Not that I am expert in 'aerial mining', but I have dug out some LiPo's in the recent history  Packs usually became 'shorter' in length after such events.

Small packs with soldered tabs vs Large packs with many pounds of interconnects is something quite different don't you think.

You will be fixating the cell pouches relative to the busbars/interconnects?


----------



## LithiumaniacsEVRacing (Oct 9, 2010)

My silver coated copper bus bars have arrived! 










































Will be building modules for a few weeks!


----------



## rwaudio (May 22, 2008)

Very nice, I hope this gives you much lower connection resistance than I was seeing with raw aluminium.

When will you have a finished module/pack to show off?


----------



## LithiumaniacsEVRacing (Oct 9, 2010)

rwaudio said:


> Very nice, I hope this gives you much lower connection resistance than I was seeing with raw aluminium.
> 
> When will you have a finished module/pack to show off?


I will start tomorrow after my first cup of coffee!

### What you will do:
a) Translate the following sentence from the forum thread into French: "Very nice, I hope this gives you much lower connection resistance than I was seeing with raw aluminium."
b) Retype the stretch of the forum thread from "Small packs with" through "to the busbars/interconnects?".

### Given information:

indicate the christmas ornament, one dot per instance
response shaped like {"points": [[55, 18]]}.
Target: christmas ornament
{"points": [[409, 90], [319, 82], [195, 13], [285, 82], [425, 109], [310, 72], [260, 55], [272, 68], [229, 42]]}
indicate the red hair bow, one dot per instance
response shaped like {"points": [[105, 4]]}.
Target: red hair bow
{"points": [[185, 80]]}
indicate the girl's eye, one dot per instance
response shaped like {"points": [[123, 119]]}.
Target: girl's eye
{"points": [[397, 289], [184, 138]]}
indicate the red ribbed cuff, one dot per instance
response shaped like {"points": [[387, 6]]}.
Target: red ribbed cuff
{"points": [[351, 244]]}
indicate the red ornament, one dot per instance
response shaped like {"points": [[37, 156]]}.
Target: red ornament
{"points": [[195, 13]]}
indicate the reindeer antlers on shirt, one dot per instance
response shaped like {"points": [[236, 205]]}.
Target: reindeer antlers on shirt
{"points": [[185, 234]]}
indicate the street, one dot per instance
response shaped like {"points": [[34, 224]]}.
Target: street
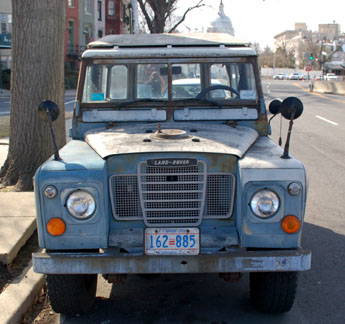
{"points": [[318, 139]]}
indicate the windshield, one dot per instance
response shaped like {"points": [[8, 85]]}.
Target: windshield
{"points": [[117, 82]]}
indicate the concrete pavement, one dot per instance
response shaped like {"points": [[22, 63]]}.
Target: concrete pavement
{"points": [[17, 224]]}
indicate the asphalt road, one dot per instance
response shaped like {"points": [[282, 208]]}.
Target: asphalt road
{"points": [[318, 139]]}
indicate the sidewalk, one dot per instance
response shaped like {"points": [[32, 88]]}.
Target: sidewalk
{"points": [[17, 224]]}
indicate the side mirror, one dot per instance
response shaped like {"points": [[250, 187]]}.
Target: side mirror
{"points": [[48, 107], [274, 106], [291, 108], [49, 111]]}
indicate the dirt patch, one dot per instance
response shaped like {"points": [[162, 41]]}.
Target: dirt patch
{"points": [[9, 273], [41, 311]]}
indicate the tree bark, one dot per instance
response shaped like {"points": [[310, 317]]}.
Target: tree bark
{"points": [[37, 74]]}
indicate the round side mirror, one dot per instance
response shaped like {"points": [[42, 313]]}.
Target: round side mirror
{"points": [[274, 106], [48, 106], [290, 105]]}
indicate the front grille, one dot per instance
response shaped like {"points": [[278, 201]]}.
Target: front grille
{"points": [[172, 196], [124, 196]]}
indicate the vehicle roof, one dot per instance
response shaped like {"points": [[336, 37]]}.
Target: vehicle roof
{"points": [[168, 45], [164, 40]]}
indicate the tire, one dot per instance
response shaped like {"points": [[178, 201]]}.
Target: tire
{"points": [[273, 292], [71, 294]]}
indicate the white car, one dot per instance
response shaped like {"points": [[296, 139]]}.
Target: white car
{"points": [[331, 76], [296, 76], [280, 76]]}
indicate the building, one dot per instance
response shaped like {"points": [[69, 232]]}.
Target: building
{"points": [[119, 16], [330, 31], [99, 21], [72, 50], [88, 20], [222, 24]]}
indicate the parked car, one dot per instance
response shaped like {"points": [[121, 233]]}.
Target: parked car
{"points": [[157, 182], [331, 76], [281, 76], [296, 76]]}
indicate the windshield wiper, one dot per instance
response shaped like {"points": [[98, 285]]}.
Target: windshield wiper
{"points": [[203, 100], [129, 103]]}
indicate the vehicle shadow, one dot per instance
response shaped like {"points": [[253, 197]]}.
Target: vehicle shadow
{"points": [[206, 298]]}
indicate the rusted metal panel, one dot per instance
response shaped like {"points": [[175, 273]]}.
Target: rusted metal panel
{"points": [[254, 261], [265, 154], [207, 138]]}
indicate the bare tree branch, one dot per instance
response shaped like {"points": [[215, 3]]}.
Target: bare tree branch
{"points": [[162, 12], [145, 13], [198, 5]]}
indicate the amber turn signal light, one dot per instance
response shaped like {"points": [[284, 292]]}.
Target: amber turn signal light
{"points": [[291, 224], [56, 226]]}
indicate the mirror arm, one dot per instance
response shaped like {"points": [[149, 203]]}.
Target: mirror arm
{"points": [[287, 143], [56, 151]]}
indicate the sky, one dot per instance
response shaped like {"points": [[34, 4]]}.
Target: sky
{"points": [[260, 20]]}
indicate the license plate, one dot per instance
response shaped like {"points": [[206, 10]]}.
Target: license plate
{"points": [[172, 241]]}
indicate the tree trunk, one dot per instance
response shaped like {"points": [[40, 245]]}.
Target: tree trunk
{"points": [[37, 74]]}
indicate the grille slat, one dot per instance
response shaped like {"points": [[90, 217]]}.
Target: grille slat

### Results of the exercise:
a) Très bien, j'espère que cela vous donnera une résistance de connexion bien plus faible que celle que j'observais avec de l'aluminium brut.

b)
Small packs with soldered tabs vs Large packs with many pounds of interconnects is something quite different don't you think.

You will be fixating the cell pouches relative to the busbars/interconnects?